NWS Area Forecast Discussion

FXUS61 KBUF 230627

Area Forecast Discussion
National Weather Service Buffalo NY
127 AM EST Fri Feb 23 2018

Mainly dry weather will prevail early this morning before a warm
front lifts north with a round of milder temperatures and mainly
rain through the daylight hours today. Above normal temperatures
will then continue through the weekend...with yet another storm
system bringing another round of widespread rain and windy
conditions Saturday night and Sunday.


Surface high pressure is centered over the Saint Lawrence Valley
early this morning. It is providing western and central NY with
quiet and dry weather although also trapping widespread lower clouds
across much of the region. Further southwest, Low pressure over
Missouri is expected to lift north the the central Great Lakes
through today while a warm front pushes north across the Ohio
Valley. This will bring low chances for precipitation ahead of the
front across the Southern Tier. Temperatures in the western Southern
Tier are largely just above freezing. Whatever precip does arrive
will likely fall in the form of plain light rain. Expect
temperatures (L/M 30s WNY, 20s North Country) to rise under
southeasterly flow and warm air advection commences.

EXERCISE TASK: Please rewrite the forecast discussion from "NWS Area Forecast" to "night and Sunday.", putting "Monday" in place of "Sunday". This material comes from a separate source.

Entries drawn from a collection:
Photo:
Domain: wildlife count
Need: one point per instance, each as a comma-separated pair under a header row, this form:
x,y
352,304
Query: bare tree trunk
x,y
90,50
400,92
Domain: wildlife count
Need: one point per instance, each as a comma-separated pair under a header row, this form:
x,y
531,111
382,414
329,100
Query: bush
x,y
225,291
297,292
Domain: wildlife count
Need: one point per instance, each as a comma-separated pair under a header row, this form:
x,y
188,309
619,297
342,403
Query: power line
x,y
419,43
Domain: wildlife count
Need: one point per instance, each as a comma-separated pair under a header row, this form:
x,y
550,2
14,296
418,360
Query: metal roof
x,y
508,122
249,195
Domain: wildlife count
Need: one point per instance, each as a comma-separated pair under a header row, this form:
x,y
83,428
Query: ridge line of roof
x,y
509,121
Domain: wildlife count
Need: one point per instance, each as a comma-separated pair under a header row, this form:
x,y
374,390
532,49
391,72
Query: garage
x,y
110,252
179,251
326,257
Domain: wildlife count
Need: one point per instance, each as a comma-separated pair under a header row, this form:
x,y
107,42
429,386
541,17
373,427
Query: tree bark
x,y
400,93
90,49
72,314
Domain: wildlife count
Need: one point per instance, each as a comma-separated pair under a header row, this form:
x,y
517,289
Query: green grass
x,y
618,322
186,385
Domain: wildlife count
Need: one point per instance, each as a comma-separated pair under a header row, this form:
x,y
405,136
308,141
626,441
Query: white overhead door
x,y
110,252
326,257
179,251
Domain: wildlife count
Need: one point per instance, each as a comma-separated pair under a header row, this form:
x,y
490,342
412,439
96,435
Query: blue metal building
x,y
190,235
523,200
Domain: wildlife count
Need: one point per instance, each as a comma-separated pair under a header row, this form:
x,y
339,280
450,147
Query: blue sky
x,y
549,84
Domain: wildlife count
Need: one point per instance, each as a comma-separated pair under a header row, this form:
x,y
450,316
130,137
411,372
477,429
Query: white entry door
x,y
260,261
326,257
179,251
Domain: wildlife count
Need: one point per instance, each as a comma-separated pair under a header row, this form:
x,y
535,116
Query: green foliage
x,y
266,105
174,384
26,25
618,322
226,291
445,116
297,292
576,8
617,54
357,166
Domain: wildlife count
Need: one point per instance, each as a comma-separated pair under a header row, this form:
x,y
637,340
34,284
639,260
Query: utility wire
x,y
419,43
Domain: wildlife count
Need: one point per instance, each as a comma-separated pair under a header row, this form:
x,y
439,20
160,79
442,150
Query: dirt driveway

ANSWER TO THE PROBLEM:
NWS Area Forecast Discussion

FXUS61 KBUF 230627

Area Forecast Discussion
National Weather Service Buffalo NY
127 AM EST Fri Feb 23 2018

Mainly dry weather will prevail early this morning before a warm
front lifts north with a round of milder temperatures and mainly
rain through the daylight hours today. Above normal temperatures
will then continue through the weekend...with yet another storm
system bringing another round of widespread rain and windy
conditions Saturday night and Monday.